• What is required:
Show every line in the entries below that contains the word "wall". Case counts.

• Information given:
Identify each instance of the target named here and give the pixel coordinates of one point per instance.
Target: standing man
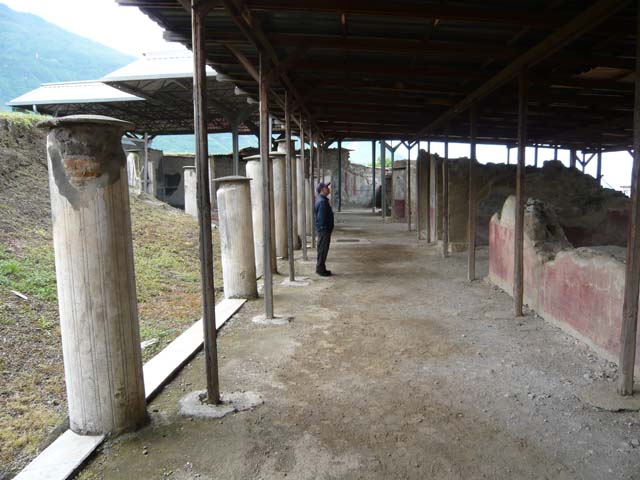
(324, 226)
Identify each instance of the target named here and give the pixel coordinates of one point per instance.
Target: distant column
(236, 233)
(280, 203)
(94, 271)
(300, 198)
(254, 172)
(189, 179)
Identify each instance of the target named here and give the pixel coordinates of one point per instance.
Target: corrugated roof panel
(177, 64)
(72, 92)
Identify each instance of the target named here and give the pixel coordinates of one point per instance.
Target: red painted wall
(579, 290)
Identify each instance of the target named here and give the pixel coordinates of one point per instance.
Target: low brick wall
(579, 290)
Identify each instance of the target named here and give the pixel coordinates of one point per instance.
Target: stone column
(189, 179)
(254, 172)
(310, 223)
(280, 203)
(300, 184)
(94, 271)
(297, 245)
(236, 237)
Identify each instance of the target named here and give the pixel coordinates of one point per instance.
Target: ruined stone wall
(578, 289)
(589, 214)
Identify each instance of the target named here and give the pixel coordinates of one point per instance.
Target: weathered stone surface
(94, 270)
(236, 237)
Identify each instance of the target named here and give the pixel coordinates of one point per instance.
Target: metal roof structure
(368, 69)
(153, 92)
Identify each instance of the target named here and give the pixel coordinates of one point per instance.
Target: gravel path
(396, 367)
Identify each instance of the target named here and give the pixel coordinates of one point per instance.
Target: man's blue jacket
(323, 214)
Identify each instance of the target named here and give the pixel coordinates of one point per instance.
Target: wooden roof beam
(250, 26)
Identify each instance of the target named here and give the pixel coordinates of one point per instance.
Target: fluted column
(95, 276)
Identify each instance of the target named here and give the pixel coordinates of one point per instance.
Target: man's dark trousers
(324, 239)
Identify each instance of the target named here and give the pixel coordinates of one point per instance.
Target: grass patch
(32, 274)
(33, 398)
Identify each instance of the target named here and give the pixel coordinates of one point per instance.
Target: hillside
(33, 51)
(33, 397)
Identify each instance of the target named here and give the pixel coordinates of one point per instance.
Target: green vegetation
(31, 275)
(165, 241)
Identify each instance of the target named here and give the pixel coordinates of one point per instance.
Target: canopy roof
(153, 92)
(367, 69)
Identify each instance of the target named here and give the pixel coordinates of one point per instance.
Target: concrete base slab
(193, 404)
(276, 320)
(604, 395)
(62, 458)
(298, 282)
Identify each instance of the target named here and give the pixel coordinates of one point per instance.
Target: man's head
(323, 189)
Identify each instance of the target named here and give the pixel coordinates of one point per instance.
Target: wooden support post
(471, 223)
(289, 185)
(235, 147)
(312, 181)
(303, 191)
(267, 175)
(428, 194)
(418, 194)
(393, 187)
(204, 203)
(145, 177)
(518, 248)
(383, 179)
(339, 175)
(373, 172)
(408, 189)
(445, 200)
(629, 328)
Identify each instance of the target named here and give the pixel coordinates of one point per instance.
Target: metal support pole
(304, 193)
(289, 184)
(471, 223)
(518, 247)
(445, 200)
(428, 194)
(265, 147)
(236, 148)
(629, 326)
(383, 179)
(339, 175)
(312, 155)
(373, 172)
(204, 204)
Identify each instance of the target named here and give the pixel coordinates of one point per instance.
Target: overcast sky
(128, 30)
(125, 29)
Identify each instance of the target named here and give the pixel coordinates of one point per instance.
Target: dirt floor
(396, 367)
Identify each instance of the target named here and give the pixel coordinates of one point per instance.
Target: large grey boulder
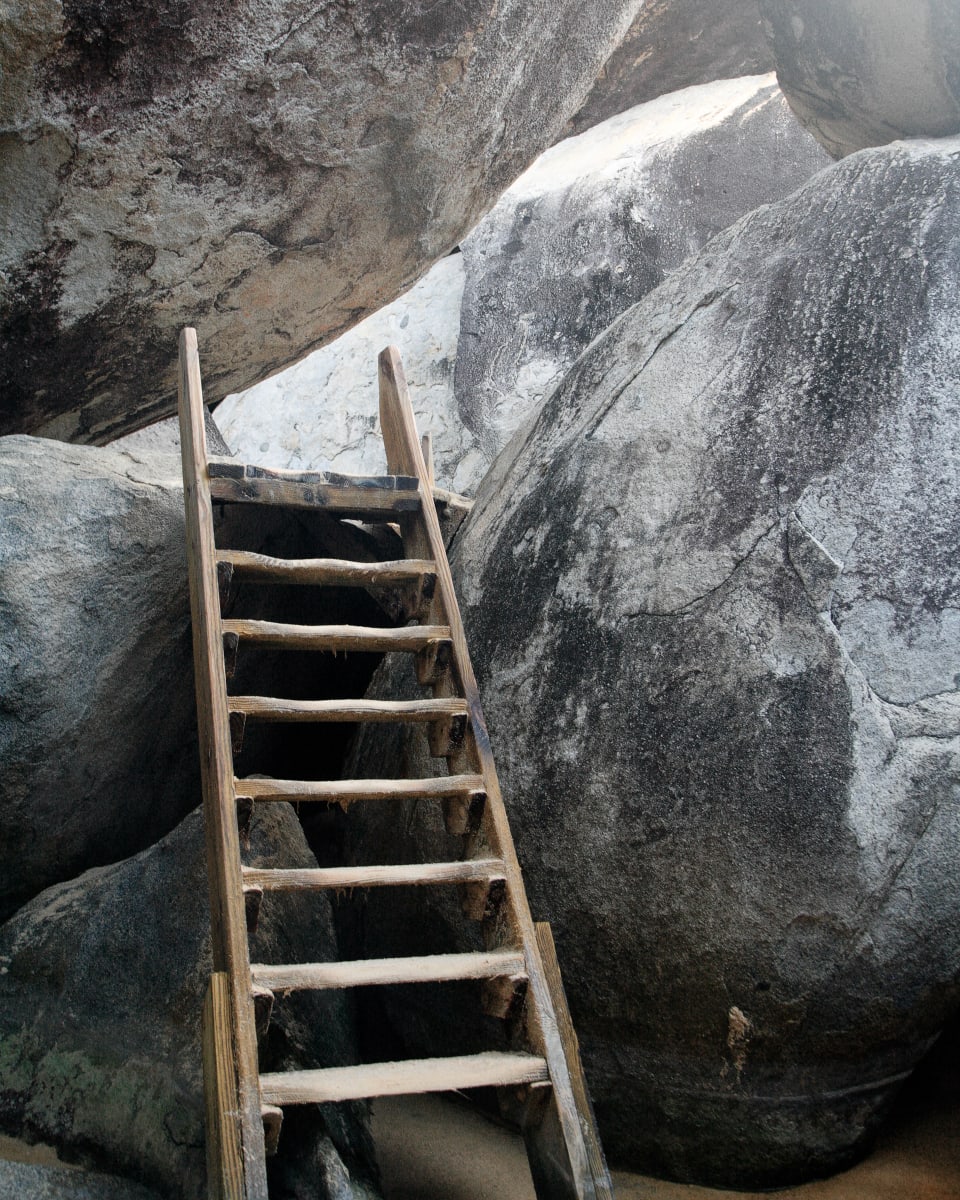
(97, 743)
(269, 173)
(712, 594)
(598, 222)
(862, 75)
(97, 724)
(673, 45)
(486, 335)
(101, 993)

* * *

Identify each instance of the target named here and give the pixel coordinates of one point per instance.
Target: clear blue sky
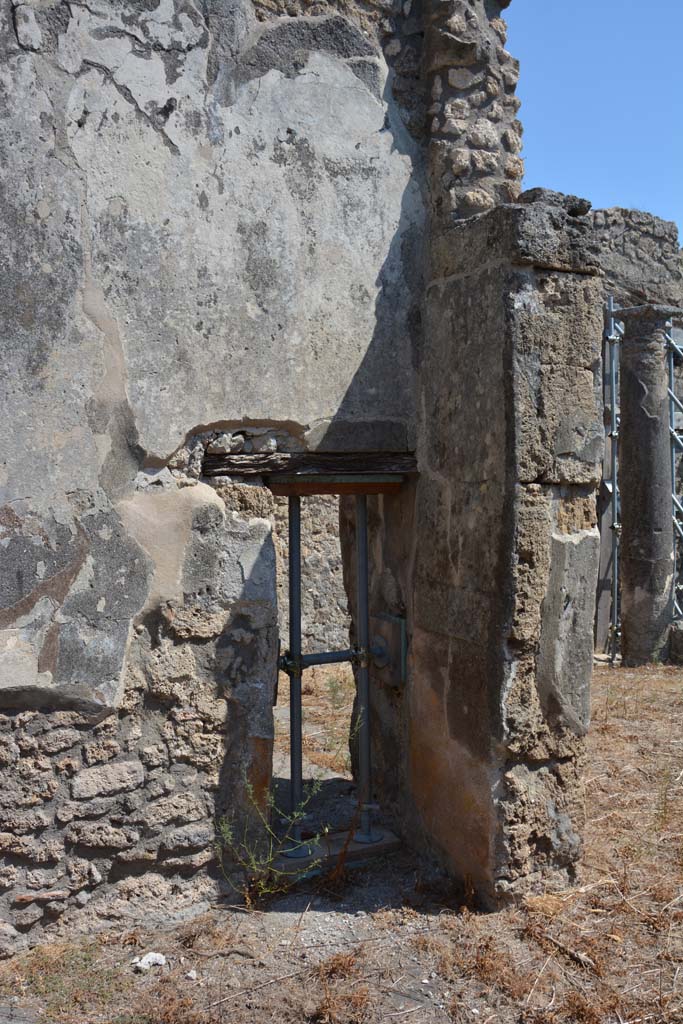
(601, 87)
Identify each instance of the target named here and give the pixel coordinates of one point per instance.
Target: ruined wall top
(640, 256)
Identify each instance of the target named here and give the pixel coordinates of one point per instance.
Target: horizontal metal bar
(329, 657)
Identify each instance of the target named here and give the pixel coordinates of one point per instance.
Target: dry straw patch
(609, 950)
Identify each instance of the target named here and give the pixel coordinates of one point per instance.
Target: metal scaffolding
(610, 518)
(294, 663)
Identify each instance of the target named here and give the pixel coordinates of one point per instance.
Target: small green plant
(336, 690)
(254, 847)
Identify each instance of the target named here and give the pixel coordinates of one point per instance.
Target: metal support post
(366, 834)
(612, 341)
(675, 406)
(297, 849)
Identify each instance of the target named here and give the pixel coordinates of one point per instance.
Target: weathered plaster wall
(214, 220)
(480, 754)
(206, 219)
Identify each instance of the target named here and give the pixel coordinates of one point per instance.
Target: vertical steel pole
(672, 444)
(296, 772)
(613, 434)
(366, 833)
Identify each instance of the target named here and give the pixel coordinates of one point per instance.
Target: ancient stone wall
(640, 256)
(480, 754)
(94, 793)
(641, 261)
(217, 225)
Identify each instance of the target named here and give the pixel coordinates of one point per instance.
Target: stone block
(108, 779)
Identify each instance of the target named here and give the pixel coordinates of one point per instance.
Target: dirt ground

---

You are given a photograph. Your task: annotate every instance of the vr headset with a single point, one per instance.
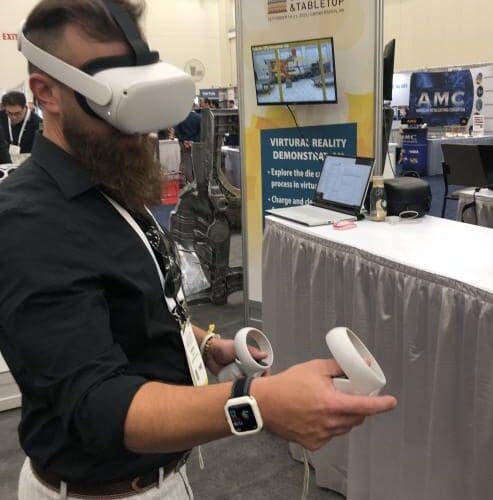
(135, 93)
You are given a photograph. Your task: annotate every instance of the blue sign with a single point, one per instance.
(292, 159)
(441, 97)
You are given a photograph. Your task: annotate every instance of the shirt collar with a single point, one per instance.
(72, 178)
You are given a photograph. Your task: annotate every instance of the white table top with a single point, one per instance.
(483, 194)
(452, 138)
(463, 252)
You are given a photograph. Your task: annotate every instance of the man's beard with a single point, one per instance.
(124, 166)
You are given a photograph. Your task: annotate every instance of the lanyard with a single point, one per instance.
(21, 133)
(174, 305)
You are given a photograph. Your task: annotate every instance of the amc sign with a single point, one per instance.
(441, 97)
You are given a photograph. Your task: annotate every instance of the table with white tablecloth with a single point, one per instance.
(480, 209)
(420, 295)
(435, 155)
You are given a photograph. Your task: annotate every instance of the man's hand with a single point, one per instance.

• Expected output:
Target: red painted wall
Target: low brick wall
Target: ruined stone wall
Target: ruined wall top
Target: weathered plaster wall
Target: ancient stone wall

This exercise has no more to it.